Starting at the line that contains "For every instance of the conifer" and stopping after the line that contains "[[4, 219], [33, 209], [76, 236]]", rewrite only those lines in full, requests included. Scale every coordinate in the answers by 1.75 and round to whole numbers with halves rounded up, leaving the requests and their format samples unchanged.
- - - - -
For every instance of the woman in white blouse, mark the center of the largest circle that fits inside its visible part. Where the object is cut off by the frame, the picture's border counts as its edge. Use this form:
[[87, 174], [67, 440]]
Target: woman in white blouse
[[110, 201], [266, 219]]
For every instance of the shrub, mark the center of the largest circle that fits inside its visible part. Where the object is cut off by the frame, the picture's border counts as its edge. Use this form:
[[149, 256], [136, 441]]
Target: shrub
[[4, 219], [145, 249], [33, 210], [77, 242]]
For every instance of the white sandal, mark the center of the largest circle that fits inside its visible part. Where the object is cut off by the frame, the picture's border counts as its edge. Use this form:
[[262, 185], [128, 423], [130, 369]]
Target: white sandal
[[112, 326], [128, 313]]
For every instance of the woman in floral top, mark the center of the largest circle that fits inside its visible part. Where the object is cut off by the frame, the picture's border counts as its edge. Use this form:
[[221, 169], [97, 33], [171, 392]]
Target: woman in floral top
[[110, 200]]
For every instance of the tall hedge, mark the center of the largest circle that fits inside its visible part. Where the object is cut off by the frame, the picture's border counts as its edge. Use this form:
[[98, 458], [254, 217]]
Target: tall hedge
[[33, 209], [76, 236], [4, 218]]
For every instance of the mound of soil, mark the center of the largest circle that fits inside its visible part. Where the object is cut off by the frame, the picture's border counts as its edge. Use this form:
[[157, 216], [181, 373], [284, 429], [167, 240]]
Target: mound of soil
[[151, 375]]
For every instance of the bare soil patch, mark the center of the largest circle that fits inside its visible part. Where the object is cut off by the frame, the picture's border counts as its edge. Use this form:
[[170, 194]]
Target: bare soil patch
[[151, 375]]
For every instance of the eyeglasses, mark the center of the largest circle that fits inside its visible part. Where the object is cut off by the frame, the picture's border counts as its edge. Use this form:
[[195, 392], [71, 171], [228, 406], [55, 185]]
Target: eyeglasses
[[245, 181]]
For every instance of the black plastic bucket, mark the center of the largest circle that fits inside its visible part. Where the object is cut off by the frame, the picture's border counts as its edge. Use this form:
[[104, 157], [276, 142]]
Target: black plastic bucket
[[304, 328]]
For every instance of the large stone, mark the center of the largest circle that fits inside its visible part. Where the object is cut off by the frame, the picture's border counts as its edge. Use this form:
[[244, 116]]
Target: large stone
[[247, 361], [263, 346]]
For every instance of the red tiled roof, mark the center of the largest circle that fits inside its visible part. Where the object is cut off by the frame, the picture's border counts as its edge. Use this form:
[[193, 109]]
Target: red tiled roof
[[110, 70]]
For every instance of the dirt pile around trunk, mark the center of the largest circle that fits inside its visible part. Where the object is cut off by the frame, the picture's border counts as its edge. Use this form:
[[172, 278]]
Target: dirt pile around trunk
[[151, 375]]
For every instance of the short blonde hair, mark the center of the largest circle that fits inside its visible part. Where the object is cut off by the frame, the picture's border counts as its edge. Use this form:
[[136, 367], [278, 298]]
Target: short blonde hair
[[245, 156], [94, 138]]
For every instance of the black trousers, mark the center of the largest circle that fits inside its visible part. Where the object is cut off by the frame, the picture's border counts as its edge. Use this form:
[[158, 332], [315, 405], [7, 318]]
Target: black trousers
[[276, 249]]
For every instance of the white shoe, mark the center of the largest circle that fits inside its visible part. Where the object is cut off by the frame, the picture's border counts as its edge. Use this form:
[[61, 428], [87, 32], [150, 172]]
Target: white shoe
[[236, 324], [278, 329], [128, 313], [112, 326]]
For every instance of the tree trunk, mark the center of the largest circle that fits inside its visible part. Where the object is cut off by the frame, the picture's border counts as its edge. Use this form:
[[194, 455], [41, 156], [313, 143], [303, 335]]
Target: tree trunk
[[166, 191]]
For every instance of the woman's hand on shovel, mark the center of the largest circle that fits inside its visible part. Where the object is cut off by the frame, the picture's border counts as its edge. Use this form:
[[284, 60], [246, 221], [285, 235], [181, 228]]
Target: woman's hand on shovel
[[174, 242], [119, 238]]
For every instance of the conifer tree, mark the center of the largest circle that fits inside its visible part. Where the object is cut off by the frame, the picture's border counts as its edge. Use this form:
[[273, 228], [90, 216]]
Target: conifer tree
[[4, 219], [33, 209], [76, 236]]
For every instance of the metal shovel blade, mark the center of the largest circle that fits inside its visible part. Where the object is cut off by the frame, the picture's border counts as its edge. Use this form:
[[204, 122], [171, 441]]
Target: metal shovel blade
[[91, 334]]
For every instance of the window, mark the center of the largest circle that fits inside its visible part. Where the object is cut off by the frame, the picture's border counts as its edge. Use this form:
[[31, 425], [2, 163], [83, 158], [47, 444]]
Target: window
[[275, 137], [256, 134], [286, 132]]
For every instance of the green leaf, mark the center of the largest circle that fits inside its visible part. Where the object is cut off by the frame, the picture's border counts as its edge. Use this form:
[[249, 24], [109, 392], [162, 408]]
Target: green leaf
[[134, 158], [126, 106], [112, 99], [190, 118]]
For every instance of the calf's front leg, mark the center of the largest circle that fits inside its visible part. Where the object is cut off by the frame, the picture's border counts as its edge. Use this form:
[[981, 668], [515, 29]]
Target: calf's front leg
- - - - -
> **Full response**
For every instance of the conifer tree, mark the center of the largest circle that fits inside its visible part. Where the object is cut off by the frame, the picture's border counts as its edge. Use this form:
[[273, 228], [90, 216]]
Target: conifer tree
[[7, 383], [58, 366], [133, 413]]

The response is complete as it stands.